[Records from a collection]
- - - - - - -

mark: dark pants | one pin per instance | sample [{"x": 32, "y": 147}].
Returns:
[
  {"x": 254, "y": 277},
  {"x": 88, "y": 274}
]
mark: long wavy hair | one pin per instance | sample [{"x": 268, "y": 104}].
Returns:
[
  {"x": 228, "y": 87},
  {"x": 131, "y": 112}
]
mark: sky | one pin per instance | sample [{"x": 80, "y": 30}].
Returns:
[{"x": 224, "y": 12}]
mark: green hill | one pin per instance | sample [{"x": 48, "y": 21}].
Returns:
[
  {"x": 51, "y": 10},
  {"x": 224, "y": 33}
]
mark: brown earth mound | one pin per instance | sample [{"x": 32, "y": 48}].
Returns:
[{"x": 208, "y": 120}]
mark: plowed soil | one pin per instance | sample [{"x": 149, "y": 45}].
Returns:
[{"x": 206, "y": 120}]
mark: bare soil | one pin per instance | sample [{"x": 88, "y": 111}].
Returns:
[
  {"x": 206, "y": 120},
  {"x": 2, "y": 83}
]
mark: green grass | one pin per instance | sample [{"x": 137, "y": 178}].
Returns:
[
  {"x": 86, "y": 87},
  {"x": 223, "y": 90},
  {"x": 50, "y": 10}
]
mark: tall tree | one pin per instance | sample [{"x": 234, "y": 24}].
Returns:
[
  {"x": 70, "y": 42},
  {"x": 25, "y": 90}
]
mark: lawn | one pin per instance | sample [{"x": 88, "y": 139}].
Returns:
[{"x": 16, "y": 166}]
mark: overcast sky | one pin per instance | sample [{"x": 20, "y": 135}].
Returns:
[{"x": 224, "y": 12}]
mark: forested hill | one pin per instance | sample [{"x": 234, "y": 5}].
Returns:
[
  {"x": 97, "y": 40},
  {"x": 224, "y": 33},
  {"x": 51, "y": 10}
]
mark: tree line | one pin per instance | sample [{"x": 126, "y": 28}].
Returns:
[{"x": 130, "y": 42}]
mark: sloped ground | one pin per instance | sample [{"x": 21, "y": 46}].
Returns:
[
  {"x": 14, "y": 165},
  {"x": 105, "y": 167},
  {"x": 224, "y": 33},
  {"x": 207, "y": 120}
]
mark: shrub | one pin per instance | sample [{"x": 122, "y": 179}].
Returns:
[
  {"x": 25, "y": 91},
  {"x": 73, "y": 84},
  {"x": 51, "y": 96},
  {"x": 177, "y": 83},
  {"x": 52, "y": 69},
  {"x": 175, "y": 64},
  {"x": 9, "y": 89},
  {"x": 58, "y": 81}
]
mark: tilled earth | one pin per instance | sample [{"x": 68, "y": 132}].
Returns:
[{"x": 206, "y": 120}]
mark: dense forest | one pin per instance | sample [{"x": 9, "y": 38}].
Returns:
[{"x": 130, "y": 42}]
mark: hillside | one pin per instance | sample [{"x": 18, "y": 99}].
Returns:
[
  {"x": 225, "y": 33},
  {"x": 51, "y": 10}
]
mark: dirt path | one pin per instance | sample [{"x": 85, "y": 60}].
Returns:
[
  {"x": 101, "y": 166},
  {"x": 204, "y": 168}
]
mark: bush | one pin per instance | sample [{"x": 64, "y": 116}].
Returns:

- - - - - - -

- Instructions to follow: Restate all entries above verbatim.

- Written solution:
mark: dark pants | one pin per instance | sample [{"x": 32, "y": 147}].
Returns:
[
  {"x": 254, "y": 277},
  {"x": 88, "y": 274}
]
mark: long wavy hair | one pin per instance | sample [{"x": 268, "y": 104}].
Returns:
[
  {"x": 228, "y": 87},
  {"x": 131, "y": 112}
]
mark: sky | one pin per instance | sample [{"x": 80, "y": 30}].
Returns:
[{"x": 224, "y": 12}]
mark: green hill | one pin per instance | sample [{"x": 48, "y": 21}].
Returns:
[
  {"x": 51, "y": 10},
  {"x": 224, "y": 33}
]
mark: brown earth mound | one pin per instance | sample [{"x": 32, "y": 48}].
Returns:
[{"x": 208, "y": 120}]
mark: plowed soil | one pin per instance | sample [{"x": 149, "y": 45}].
Returns:
[{"x": 206, "y": 120}]
mark: bare soil | one pin per instance | sample [{"x": 88, "y": 111}].
Returns:
[
  {"x": 206, "y": 120},
  {"x": 2, "y": 83}
]
mark: green grass | one pin per instance | sample [{"x": 137, "y": 178}].
Returns:
[
  {"x": 86, "y": 87},
  {"x": 223, "y": 90},
  {"x": 50, "y": 10}
]
mark: tall tree | one pin per instance | sample [{"x": 234, "y": 24}].
Returns:
[
  {"x": 70, "y": 42},
  {"x": 25, "y": 90}
]
mark: lawn | one pin per instance | sample [{"x": 88, "y": 139}].
Returns:
[{"x": 16, "y": 166}]
mark: overcast sky | one pin per instance | sample [{"x": 20, "y": 135}].
Returns:
[{"x": 224, "y": 12}]
mark: forested hill | one pin per instance | sample [{"x": 234, "y": 5}].
Returns:
[
  {"x": 97, "y": 40},
  {"x": 224, "y": 33},
  {"x": 51, "y": 10}
]
mark: tree line | one pin per instance | sample [{"x": 126, "y": 28}].
Returns:
[{"x": 130, "y": 42}]
mark: sloped ground | one pin per instance | sample [{"x": 21, "y": 46}].
Returns:
[
  {"x": 14, "y": 165},
  {"x": 105, "y": 167},
  {"x": 224, "y": 33},
  {"x": 207, "y": 120}
]
mark: shrub | one pin per instance | sample [{"x": 122, "y": 179}].
Returns:
[
  {"x": 25, "y": 91},
  {"x": 73, "y": 84},
  {"x": 51, "y": 96},
  {"x": 177, "y": 83},
  {"x": 52, "y": 69},
  {"x": 175, "y": 64},
  {"x": 9, "y": 89},
  {"x": 58, "y": 81}
]
mark: tilled earth | one pin per instance | sample [{"x": 68, "y": 132}].
Returns:
[{"x": 206, "y": 120}]
mark: dense forest | one pin per instance | sample [{"x": 9, "y": 38}].
Returns:
[{"x": 130, "y": 42}]
mark: hillside | one pin per instance | sample [{"x": 18, "y": 99}].
Returns:
[
  {"x": 225, "y": 33},
  {"x": 51, "y": 10}
]
mark: dirt path | one pin per instance | sample [{"x": 85, "y": 60}].
Returns:
[
  {"x": 101, "y": 166},
  {"x": 204, "y": 168}
]
mark: bush | one pin per instance | sample [{"x": 64, "y": 116}].
Returns:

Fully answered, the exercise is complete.